■ TASK PROMPT:
The answer must restate the listing word for word, without its images.
---+---
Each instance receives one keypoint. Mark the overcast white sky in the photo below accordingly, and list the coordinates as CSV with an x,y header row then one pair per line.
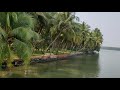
x,y
107,22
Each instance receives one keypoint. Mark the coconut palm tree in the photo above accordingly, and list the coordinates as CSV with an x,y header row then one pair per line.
x,y
16,34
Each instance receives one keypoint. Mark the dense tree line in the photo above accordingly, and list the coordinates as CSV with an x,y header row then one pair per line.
x,y
24,33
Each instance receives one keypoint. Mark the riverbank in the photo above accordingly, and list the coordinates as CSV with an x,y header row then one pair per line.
x,y
46,58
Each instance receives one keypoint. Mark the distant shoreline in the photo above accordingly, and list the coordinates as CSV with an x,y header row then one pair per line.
x,y
110,48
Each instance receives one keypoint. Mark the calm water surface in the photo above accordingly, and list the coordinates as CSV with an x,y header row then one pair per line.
x,y
104,65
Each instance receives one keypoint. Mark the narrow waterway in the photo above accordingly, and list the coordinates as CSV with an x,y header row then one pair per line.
x,y
106,64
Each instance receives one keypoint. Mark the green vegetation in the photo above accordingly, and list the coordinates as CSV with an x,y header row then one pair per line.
x,y
23,34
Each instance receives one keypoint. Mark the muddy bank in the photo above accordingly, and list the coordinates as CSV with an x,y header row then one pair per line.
x,y
46,58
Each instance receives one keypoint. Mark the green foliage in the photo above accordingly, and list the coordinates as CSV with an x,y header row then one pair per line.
x,y
21,33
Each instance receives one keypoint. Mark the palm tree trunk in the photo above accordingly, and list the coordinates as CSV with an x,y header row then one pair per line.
x,y
53,41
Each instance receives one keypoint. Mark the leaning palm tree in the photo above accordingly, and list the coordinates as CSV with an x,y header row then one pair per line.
x,y
16,34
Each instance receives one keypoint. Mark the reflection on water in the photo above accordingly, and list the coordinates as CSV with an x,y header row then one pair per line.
x,y
79,67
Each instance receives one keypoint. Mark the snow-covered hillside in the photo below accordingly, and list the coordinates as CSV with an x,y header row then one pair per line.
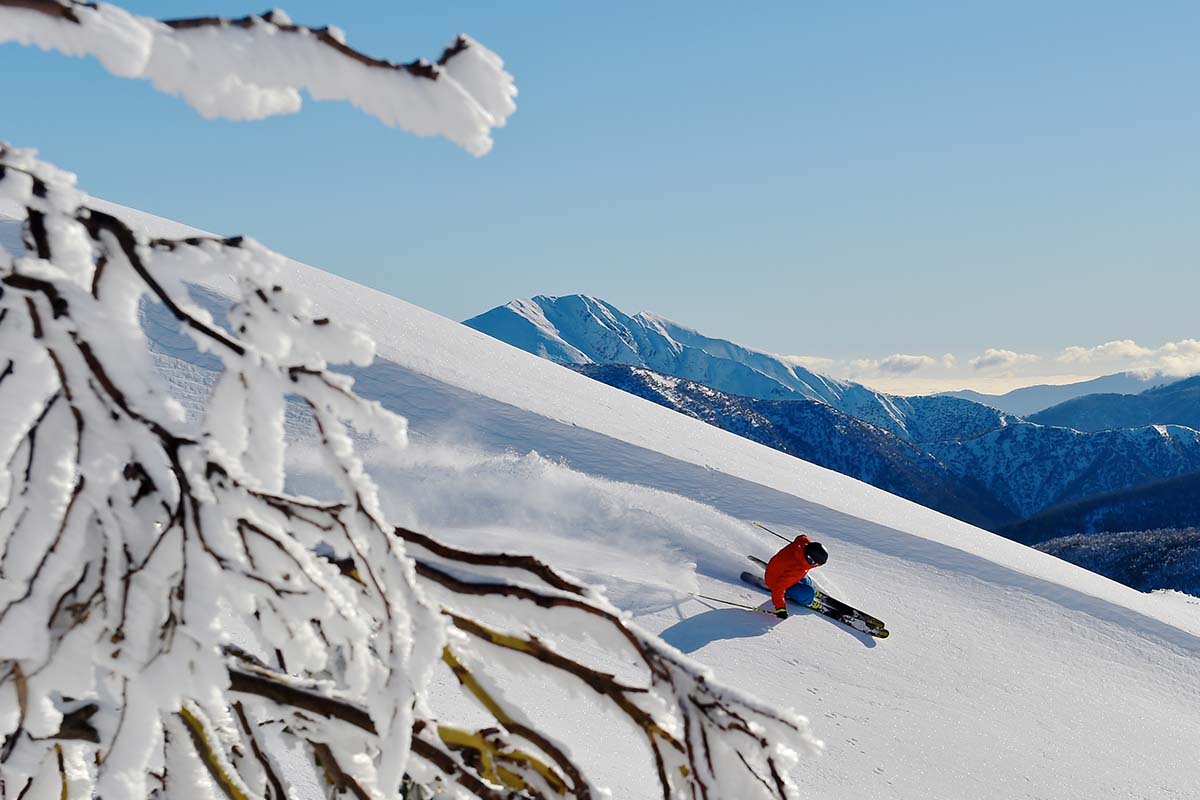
x,y
1008,673
577,329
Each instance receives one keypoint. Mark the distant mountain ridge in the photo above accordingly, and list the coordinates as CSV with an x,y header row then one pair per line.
x,y
1030,400
581,330
960,457
1176,403
817,433
995,479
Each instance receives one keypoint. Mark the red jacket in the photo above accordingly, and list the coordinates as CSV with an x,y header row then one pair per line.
x,y
787,567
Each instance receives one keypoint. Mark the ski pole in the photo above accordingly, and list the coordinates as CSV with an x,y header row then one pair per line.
x,y
730,602
771,531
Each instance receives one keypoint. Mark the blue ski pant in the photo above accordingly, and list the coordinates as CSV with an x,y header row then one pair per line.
x,y
802,593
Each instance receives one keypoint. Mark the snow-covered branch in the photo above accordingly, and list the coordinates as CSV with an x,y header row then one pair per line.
x,y
255,66
172,619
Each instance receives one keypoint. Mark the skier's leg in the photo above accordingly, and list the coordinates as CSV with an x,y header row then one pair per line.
x,y
802,593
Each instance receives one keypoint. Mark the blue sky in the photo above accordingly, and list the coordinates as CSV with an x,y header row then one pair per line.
x,y
844,181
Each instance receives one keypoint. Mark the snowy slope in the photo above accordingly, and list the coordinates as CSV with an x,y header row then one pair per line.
x,y
1009,673
577,329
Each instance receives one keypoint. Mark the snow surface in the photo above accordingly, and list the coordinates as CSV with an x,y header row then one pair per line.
x,y
1008,673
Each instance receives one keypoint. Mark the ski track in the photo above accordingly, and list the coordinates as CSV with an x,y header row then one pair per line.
x,y
1008,673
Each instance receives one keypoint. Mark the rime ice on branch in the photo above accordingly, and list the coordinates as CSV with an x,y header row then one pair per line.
x,y
253,67
172,620
129,541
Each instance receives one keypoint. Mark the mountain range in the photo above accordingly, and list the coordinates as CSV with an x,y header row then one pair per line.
x,y
1027,401
965,458
581,330
1176,403
996,653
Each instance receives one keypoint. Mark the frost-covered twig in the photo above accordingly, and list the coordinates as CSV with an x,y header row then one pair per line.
x,y
255,66
133,545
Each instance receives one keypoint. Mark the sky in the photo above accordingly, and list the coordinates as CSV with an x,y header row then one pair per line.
x,y
918,196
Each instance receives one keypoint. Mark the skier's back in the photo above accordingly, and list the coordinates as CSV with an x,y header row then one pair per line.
x,y
790,567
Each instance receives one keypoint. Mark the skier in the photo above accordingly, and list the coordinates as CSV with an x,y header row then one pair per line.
x,y
790,567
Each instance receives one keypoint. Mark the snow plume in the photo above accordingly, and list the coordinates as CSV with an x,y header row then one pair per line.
x,y
586,525
253,67
174,621
997,359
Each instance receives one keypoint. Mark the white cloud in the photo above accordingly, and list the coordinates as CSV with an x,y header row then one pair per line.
x,y
994,358
1116,349
898,364
1180,358
810,362
1175,359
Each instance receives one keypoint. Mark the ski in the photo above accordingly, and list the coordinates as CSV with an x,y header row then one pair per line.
x,y
829,606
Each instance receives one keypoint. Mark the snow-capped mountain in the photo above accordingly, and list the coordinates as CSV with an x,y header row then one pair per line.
x,y
1011,468
997,653
820,434
1174,503
994,479
1031,400
1176,403
579,330
1143,559
1031,467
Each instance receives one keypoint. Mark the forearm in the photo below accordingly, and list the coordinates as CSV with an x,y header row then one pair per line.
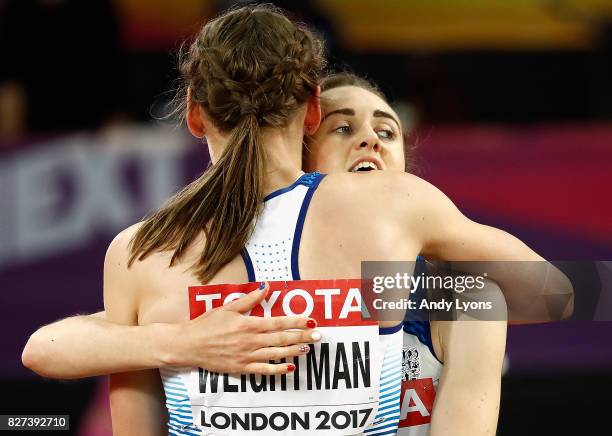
---+---
■ EXERCISE SOLUTION:
Each instance receives one keypoint. Mark the overcast white sky in the photo below accordingly, and list the coordinates as CSV with an x,y header row then one pair per line.
x,y
107,22
Each instance receives one keypoint. Mark the coconut palm tree in the photo above accordingly, and list the coordinates as CSV with an x,y header row then one pair per line.
x,y
16,34
Each instance receives one keypoint. Mark the dense tree line in the photo above accordingly, and list the coordinates as CSV with an x,y header row then one pair per line.
x,y
24,33
Each instance receives one keypoint. Mark the riverbank in the photo above accordingly, and list the coordinates as CSV with an x,y header row then one pair per line.
x,y
46,58
Each instance receives one keypoint. Mark the distant shoreline in the photo above accordingly, and list the coordinates as CSV with an x,y header row then one pair per line.
x,y
110,48
Each instance receives one keypoint. Mark the calm water surface in the photo above accordingly, and list the coordinates as CSV with an x,y header row then one pair per line.
x,y
104,65
Each instance receives one keypoint. Mark the narrow waterway in the photo above accordingly, and list the coordinates as CSV with an x,y header row then one pair per line.
x,y
106,64
Each instance receives one keypoint. Mark the green vegetation in the photo above accordingly, and list the coordinates as CSV with an x,y header row then one pair per line.
x,y
23,34
Each instance receives one keypoint. Mark the muddy bank in the photo above accordingly, and list the coordinates as CSV with an x,y header row then one pair per line.
x,y
46,58
Each instance receives one keypoint. Mark the green foliage in the photo above accordingly, and list the coordinates as CSV with an x,y header row then one pair per line.
x,y
21,33
Each instance receives one keypoint. Mark the palm tree trunk in the photo above accordingly, and list the coordinates as CSV with an x,y header row then one pair per line.
x,y
53,41
Each instance receives one keypoint. Mark the leaning palm tree in the photo above accordingly, and list the coordinates as CSV with an x,y header row then one pair per line.
x,y
16,34
Each instance receives one keypoint. Mark the reflection on water in the photo above accordingly, and list the coordinates as CSV with an x,y header row then one pair per line.
x,y
79,67
Each instance receives one keypoint. Mark the snow-covered hillside in the photo below accordingly, and list the coordinates as CSV with an x,y header row then one pair per line.
x,y
1008,673
577,329
Each instance receives one keypoint. Mark the distant mountain ridge in the photo above accordingly, and list the coordinates as CSV with an x,y header row then one pair per line.
x,y
1030,400
581,330
960,457
1176,403
817,433
995,479
Each instance receives one keypoint. Mark the red jacket in the photo above accordingly, and list the coordinates as CSV with an x,y header row then one pair per line.
x,y
787,567
Each instance receives one keypoint. Mark the ski pole in the photo above accordingly, and list the coordinates as CSV with an x,y header row then one pair per line.
x,y
730,602
771,531
Each instance receives one keypoint. Mark the blue ski pant in the photo above accordingly, and list the coordinates as CSV with an x,y header row then one pair per line.
x,y
802,593
Each instance receives one keypoint. Mark the snow-covered branch in the photo above accordingly, and list the coordinates as CSV with an x,y header row then one pair per line.
x,y
255,66
172,619
Each instance receives one keypoint. Mark the skier's leg in the photo above accordingly, and list the coordinates as CSV with an x,y header row then one pair per line.
x,y
802,593
Each instance receives one keypoint. Mark the blue sky in the photo above accordingly, and list the coordinates as CSV with an x,y header row then one pair per line.
x,y
844,181
Each instance receives one keypoint. Mark the snowy slope in the photo above accordingly, and list the coordinates as CSV with an x,y header row then one pair per line.
x,y
1009,673
577,329
Each instance receives one keypoint. Mark the snow surface in the photo above accordingly, and list the coordinates as CSV with an x,y header row then one pair per line.
x,y
1008,673
Each instance receives one keypoint. Mark the ski track in the photo above accordingly, and list the coordinates as CSV with an x,y header row then one pair per line.
x,y
1008,673
Each instance receives one keypoint. Mark the rime ice on branch in the photo above accordingly, and list the coordinates as CSV with an x,y header row then one pair per line.
x,y
253,67
172,620
129,541
Each instance receives one keypoint. Mark the mountain range in the photo above accordingly, and list the coordinates as CSV with an x,y header row then one pair per line.
x,y
1027,401
965,458
581,330
1176,403
996,653
Each instance receives one keypoint. Mark the frost-covered twig in the photo above accordingly, and list the coordinates as CSV with an x,y header row then one pair per line.
x,y
255,66
133,545
Each instance receives one keypoint. Mark the sky in the photo above accordingly, and list the coordinates as CSV with an x,y header row then one pair per line.
x,y
918,196
Each instance receives one keypoint. Mark the skier's back in the photo above accordingly, and list the coordinates as CSV with an x,y header row then one pair per line.
x,y
790,567
Each instance receives one keypoint. Mark the skier in the photo above accordingly, and list the coordinates as CSV with an x,y header row then one pair per line.
x,y
790,567
Each instance receives one keypoint. Mark the snow plume in the photo above accordingly, and list the coordinates as CSV with an x,y header row then one pair per line.
x,y
586,525
253,67
174,621
997,359
Each instance receives one keypoint. Mark the white cloud in the photo above accordingly, and list the coordinates as CSV with an x,y header row then one pair per line.
x,y
994,358
1116,349
898,364
1180,358
810,362
1175,359
Each instance receives one keypoint. Mark the ski in the photo above accordingly, and list the coordinates as CSV with an x,y header row then one pair per line.
x,y
829,606
Each instance receives one keypoint. Mark the snow-capped mountain in the photo above accordingly, and list the coordinates as CSV with an x,y header row then one pair per line.
x,y
1011,468
997,653
820,434
1174,503
994,479
1031,400
1176,403
579,330
1143,559
1031,467
Each instance receives one keypoint. Mark the forearm in the photo below accordingly, and list the coordinates as CSV with an x,y header row then one pair per line.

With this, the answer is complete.